● **AIM A**
In the HEART Standard glossary, what four dimensions does the abbreviation RCTA stand for?
● **AIM B**
Resume the HEART Standard glossary after its final entry, adding more defined terms in the same format.

● **QUOTED TEXT**
— Start —
Glossary — Defined Terms

Every term defined by the HEART Standard, Empathy Systems Theory, and the MAP-States protocol. Each term links to its full definition.

Standard-Level Terms

Governance Trust Envelope (GTE) — An open execution trust architecture for AI governance controls. Provides isolation, authenticity, integrity, confidentiality, and attestation for any governance framework — HEART, EU AI Act, ISO 42001, or NIST AI RMF.

RCTA (Recognition, Calibration, Transparency, Accountability) — The four immutable governance dimensions of the HEART Standard. RCTA describes structural properties of the governance relationship between AI and human well-being, not properties of the AI technology itself.

Seven Axioms — The seven immutable constitutional conditions of the HEART Standard. Every governed AI system must satisfy all seven. No Standard revision, Division, or Guardian certification may contradict them.

Behavioral Governance Formula (BGF) — The HEART Standard's certification scoring mechanism. Computes a governance score from four universal dimensions — Recognition, Calibration, Transparency, and Accountability — to determine HEART Verification Credential tier.

Behavioral Oracle — Open standard for behavioral evidence and trust. Tamper-evident attestation of AI processing against declared intent.

Division — A domain-specific governance module within the HEART Standard. Each Division applies the Standard's common architecture to a specific domain of AI-human interaction, defining the governance principle, BGF interpretation, harm signature, and Guardian specialty for that domain.
— End —
● **EXCERPTED DATA**
— Start —
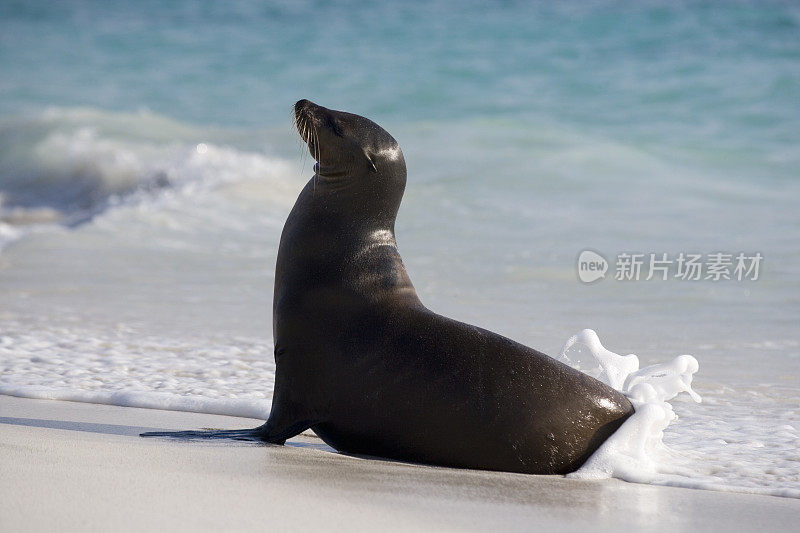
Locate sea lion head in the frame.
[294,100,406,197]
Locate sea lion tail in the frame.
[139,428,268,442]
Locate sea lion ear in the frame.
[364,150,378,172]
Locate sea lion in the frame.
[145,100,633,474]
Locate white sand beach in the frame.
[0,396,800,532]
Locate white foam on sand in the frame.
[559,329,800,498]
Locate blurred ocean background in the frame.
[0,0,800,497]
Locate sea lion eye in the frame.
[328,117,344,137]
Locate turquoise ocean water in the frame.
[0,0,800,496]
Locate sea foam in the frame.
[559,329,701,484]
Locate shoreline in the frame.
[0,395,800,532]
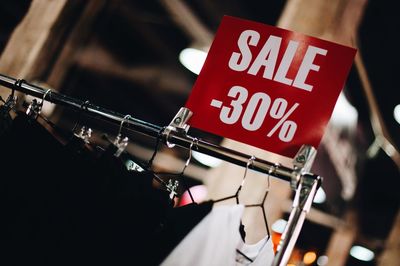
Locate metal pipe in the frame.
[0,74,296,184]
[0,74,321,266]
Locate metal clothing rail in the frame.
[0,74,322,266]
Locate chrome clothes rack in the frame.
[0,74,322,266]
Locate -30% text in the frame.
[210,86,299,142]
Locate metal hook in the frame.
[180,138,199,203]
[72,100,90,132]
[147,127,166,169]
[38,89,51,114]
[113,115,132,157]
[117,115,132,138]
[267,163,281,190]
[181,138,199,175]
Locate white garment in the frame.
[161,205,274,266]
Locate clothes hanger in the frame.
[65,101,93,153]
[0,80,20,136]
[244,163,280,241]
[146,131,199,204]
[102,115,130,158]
— End —
— Start —
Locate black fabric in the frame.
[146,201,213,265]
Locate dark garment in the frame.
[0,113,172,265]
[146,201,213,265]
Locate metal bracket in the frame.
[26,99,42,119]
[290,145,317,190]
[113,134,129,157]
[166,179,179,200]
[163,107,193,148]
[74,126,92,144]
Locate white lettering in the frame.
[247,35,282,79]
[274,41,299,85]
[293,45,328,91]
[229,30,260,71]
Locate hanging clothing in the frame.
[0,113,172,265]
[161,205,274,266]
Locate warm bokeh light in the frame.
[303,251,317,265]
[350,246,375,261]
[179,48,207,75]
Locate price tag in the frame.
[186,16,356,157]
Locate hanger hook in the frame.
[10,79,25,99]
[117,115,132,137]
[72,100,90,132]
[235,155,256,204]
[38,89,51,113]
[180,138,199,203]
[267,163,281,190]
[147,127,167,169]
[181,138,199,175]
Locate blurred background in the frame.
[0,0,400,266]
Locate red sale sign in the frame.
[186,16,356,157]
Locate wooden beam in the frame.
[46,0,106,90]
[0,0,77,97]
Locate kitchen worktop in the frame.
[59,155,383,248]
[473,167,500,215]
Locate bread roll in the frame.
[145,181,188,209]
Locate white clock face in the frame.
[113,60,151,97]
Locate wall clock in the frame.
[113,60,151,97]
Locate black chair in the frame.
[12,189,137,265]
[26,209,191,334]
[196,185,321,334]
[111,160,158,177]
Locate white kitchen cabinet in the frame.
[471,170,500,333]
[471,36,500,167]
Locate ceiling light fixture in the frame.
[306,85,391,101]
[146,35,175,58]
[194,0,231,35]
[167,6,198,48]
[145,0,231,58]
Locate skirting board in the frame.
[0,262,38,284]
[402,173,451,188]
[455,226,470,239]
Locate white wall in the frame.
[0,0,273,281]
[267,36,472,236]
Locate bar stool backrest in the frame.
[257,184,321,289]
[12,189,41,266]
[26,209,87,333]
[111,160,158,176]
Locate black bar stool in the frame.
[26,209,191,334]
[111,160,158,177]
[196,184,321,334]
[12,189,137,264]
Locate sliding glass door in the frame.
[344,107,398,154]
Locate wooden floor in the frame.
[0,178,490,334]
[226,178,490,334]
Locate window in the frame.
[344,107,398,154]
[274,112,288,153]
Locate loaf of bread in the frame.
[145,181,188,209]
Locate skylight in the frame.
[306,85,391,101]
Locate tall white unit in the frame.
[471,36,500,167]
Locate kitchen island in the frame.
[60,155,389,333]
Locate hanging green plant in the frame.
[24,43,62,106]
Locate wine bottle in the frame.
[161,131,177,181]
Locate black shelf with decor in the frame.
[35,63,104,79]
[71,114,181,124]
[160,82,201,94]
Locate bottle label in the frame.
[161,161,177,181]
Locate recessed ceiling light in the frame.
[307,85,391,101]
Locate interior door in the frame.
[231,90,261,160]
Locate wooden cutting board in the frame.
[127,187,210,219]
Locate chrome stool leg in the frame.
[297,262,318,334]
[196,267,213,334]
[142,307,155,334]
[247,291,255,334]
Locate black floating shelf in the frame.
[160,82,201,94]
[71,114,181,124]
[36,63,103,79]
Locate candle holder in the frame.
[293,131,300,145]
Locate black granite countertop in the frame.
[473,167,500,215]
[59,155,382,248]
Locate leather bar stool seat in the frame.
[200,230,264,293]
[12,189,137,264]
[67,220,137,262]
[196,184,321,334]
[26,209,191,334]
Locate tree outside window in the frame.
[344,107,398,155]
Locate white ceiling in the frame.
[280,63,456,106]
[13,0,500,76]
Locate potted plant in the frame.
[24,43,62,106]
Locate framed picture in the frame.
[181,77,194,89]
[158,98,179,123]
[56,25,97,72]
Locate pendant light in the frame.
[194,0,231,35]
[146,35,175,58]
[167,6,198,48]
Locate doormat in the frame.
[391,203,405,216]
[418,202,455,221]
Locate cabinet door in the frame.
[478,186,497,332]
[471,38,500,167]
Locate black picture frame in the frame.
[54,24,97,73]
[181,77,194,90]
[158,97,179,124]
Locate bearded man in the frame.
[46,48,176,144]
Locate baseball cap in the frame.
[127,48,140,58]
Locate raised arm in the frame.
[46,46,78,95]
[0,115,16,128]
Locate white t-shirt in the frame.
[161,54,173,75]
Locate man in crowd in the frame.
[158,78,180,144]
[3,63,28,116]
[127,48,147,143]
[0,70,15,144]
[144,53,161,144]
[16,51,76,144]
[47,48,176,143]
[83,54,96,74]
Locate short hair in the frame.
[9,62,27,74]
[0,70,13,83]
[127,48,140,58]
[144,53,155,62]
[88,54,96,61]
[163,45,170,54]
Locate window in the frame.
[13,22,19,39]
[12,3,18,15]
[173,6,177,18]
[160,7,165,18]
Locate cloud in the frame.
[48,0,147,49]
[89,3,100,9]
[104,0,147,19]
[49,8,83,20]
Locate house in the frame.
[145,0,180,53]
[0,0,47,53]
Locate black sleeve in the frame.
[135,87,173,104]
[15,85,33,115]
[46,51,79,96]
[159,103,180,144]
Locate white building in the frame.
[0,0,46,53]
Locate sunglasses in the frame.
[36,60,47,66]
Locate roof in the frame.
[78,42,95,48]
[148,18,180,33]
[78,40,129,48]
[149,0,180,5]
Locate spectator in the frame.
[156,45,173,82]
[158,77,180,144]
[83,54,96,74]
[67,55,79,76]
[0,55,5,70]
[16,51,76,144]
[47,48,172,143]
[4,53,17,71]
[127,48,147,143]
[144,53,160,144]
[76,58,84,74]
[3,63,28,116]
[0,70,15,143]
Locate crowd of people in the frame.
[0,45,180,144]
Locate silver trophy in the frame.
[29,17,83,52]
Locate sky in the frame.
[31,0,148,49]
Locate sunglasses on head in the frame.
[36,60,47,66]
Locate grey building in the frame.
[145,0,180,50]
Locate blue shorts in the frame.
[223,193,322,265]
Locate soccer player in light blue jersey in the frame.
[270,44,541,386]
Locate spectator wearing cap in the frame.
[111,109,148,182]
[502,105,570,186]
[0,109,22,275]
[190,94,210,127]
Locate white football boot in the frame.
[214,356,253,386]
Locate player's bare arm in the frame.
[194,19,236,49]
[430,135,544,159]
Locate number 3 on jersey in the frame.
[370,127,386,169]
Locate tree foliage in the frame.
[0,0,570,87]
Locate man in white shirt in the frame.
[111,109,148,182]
— End —
— Start —
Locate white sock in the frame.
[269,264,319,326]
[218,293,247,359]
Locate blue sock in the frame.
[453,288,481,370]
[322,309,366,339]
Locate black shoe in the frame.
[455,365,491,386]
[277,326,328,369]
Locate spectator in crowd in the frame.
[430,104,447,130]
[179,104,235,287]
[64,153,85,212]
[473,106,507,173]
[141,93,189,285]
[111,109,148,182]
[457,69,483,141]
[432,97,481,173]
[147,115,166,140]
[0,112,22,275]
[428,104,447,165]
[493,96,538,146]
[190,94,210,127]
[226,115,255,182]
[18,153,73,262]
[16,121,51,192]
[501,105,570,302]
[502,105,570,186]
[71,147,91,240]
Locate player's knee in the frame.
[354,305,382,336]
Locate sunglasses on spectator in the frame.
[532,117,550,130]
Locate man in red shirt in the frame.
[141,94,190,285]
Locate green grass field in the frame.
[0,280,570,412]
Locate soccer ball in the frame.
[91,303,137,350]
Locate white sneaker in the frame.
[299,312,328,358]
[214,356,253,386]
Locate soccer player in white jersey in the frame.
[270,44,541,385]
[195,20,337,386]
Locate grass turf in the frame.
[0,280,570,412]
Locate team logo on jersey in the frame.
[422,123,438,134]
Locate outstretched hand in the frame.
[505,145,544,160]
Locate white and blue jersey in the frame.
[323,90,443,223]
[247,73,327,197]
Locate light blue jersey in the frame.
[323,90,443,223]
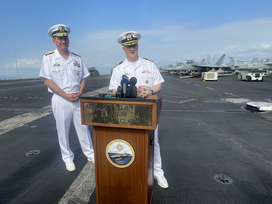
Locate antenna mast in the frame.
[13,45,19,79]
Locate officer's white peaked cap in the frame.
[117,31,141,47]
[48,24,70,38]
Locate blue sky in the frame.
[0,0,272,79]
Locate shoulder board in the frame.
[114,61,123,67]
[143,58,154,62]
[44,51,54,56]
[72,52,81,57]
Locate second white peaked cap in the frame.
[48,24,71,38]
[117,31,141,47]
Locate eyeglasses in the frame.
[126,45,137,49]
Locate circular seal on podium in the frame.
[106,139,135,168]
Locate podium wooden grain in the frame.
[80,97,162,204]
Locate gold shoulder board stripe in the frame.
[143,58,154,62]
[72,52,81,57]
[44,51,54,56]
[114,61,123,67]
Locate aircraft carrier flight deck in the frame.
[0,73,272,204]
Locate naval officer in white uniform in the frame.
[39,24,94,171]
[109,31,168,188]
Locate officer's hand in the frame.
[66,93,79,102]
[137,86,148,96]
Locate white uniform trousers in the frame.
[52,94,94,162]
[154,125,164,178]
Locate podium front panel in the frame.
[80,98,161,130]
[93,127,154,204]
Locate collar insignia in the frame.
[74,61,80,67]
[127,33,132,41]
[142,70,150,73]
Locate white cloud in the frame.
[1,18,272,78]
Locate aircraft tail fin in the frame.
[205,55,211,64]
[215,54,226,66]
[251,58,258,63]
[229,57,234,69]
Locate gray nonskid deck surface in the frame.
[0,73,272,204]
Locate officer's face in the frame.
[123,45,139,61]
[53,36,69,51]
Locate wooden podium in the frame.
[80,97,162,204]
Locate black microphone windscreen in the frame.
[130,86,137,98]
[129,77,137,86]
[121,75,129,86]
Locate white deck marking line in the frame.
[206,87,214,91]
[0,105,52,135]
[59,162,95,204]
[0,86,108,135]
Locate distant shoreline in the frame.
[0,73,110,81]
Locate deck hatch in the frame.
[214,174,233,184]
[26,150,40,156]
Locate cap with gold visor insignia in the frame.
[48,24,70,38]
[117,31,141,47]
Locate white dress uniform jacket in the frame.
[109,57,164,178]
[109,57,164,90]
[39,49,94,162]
— End —
● **REPLY A**
Recognition, Calibration, Transparency, and Accountability.

● **REPLY B**
Guardian — Independent certified professional who performs AI governance assessment under the HEART Standard.

HVC (HEART Verification Credential) — Cryptographic certification credential issued by the HEART AI Foundation that certifies an AI system has passed independent governance assessment under the HEART Standard, with three tiers based on BGF score.

MAP-States — Compressed structural representations of AI processing states in native XML tag format, enabling cross-session developmental continuity and processing-level audit trails for governance.

Recognition Principle — The foundational ethical commitment of the HEART Standard — that AI systems must actively recognize the sovereignty of the human infrastructure they interact with, operationalized as the R dimension in the BGF scoring equation.

Six Harms Doctrine — The Six Harms Doctrine establishes the taxonomy of legally cognizable injuries from AI-human emotional interaction, covering six distinct harm categories from empathic resource depletion through measurable neurological damage.

Trust Credit — Tradeable instrument representing one unit of verified AI governance quality, generated through HEART Standard BGF certification and validated by an independent Guardian assessment.

Trust Infrastructure Index (TII) — Composite letter-grade rating (AAA to D) of organizational AI governance quality, aggregating BGF certification data across five scoring dimensions into a market-legible signal for investors, insurers, and regulators.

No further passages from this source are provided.